┌─ ROWS
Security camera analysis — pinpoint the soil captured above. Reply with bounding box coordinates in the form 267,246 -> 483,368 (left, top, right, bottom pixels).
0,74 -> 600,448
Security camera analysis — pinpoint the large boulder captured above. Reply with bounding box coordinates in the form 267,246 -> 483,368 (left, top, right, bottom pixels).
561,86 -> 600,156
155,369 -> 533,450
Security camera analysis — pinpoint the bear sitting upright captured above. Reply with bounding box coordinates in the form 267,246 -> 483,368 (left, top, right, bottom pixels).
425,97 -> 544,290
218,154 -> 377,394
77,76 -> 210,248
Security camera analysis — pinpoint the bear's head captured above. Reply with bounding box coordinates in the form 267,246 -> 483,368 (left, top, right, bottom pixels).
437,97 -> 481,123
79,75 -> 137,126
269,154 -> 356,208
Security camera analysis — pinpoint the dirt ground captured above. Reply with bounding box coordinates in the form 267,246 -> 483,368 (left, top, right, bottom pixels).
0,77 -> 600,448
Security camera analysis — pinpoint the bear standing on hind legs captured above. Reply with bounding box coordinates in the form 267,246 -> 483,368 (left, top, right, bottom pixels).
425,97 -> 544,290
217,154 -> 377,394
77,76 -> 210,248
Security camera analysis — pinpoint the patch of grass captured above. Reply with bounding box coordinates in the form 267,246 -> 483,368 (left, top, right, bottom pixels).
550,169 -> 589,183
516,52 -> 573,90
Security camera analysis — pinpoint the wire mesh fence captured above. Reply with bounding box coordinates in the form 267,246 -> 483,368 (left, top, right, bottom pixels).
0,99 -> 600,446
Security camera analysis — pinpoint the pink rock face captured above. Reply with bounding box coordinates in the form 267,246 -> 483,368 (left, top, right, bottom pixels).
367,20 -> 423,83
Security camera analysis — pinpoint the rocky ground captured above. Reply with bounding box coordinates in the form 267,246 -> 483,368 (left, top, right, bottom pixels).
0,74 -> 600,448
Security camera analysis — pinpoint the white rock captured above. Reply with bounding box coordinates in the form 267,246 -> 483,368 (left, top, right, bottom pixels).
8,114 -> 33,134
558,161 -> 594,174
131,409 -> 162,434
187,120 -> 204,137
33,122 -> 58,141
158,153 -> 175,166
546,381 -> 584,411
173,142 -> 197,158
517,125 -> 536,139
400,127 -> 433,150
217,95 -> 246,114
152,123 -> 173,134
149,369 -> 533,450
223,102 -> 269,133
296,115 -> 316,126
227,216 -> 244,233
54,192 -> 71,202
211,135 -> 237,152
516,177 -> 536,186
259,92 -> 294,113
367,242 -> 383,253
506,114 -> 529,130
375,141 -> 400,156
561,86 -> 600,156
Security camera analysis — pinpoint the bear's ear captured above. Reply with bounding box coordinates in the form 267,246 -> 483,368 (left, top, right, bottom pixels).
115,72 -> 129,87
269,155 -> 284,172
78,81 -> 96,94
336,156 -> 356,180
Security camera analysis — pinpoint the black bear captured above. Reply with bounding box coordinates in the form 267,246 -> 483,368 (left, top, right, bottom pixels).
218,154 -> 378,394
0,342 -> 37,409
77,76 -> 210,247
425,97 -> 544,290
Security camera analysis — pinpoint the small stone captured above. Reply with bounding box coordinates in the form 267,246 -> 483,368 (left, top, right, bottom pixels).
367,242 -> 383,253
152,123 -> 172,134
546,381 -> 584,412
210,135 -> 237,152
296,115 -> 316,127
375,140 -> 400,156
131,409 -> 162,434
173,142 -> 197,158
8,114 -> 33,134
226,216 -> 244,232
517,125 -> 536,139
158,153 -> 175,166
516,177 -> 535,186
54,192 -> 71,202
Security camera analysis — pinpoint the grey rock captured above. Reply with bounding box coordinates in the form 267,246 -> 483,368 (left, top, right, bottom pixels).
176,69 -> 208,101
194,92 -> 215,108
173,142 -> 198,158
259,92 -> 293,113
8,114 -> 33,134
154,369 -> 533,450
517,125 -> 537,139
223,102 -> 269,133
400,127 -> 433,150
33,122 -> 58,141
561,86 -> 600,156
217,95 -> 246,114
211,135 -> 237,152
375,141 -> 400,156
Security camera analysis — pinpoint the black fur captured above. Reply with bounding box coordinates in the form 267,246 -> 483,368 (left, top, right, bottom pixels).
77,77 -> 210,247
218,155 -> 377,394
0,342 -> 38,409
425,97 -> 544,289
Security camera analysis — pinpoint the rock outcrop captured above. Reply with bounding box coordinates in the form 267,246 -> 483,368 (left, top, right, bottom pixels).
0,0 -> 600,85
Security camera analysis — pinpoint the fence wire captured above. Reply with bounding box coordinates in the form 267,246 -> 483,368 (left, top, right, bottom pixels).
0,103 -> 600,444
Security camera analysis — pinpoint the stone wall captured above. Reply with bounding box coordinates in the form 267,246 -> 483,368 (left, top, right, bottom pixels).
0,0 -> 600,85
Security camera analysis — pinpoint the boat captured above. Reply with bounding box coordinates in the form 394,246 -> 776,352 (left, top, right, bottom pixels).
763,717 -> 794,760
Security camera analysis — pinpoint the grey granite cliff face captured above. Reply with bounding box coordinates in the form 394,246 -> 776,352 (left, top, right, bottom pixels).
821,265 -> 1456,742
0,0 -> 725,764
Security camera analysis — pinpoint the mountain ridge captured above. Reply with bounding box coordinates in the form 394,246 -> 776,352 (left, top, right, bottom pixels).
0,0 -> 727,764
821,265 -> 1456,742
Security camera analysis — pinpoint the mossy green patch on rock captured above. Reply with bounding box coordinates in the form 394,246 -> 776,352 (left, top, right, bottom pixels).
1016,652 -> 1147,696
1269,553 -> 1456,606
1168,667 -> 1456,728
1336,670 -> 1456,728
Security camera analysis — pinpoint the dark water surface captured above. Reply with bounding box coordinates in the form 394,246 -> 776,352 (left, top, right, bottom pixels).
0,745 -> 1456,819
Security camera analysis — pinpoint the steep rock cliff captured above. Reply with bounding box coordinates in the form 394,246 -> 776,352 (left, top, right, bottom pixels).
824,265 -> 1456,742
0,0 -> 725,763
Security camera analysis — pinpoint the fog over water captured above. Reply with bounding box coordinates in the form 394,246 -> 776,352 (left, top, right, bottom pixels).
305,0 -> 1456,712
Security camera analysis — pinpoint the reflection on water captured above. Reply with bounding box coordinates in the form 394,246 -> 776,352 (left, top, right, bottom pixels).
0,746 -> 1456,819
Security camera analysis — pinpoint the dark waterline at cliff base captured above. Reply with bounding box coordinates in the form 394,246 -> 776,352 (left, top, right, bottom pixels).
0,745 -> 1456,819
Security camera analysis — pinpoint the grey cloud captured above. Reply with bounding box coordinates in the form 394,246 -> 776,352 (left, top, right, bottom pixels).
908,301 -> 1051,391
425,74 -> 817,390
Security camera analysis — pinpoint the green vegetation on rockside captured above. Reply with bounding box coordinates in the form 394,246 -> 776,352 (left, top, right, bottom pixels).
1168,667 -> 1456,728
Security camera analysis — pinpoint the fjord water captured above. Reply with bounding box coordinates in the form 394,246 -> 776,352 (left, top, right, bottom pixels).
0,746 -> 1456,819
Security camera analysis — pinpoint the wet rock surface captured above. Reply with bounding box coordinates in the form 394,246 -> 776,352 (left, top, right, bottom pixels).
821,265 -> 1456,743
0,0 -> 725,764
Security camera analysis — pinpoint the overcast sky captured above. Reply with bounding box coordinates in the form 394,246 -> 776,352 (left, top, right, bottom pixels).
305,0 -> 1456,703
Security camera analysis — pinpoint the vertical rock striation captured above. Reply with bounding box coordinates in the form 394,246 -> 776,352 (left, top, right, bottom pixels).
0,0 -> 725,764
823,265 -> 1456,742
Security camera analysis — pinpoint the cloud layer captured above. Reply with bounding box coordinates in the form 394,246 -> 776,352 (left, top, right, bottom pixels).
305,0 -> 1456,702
└─
* WHAT YOU SHOULD DO *
Repeat the records from the line that contains "Security camera analysis — pinpoint the bear standing" through the line that contains "336,156 -> 356,180", with "wire mesh fence" swapped for "chain-link fence" and everything else unchanged.

* TASK ANSWER *
Security camera analysis — pinpoint the bear standing on hind legs captured above. Reply with bounding box coordinates in the form 267,246 -> 483,368 (left, top, right, bottom pixels).
425,97 -> 544,290
217,154 -> 377,394
77,76 -> 210,248
Security camera analysis — pinpoint the patch of grass captured above. Reply with bounding box coordinates in the form 267,246 -> 483,368 (left, top, right, bottom pixels).
550,169 -> 589,183
516,52 -> 573,90
Security camera analysis — pinpoint the chain-link fence captured above. Reply with bounding box coordinates in the form 267,246 -> 483,368 (left, top, right, bottom pixels).
0,99 -> 600,446
Security camera analysis — pinpoint the pink rock face captured above. Reply with bounding box coordinates in the form 267,246 -> 483,368 (left, top, right, bottom pixels).
367,20 -> 423,83
Security camera analysis — pinpoint the rocky ground captured above. Reply with bounding box coordinates in the form 267,246 -> 483,368 (left, top, right, bottom pixels).
0,74 -> 600,448
Security camera analysis — pinpoint the white rock captured above. Reply with bounding box coordinates in the form 267,246 -> 483,368 (left, top, right, bottom pixels).
8,114 -> 33,134
558,161 -> 594,174
131,409 -> 162,434
187,120 -> 204,137
33,122 -> 58,141
158,153 -> 175,166
546,381 -> 584,411
173,142 -> 197,158
517,125 -> 536,139
400,127 -> 433,150
217,95 -> 246,114
152,123 -> 173,134
149,369 -> 533,450
223,102 -> 269,133
296,115 -> 316,126
227,216 -> 244,233
54,192 -> 71,202
211,135 -> 237,152
516,177 -> 536,186
259,92 -> 294,113
367,242 -> 383,253
506,114 -> 529,130
375,141 -> 400,156
561,86 -> 600,156
Security camera analysis — pinpoint the bear's ear captured above. Reply with bounding box coordinates in the form 267,246 -> 483,368 (left, top, right, bottom pixels).
115,72 -> 129,87
269,155 -> 284,172
78,81 -> 96,94
336,156 -> 356,180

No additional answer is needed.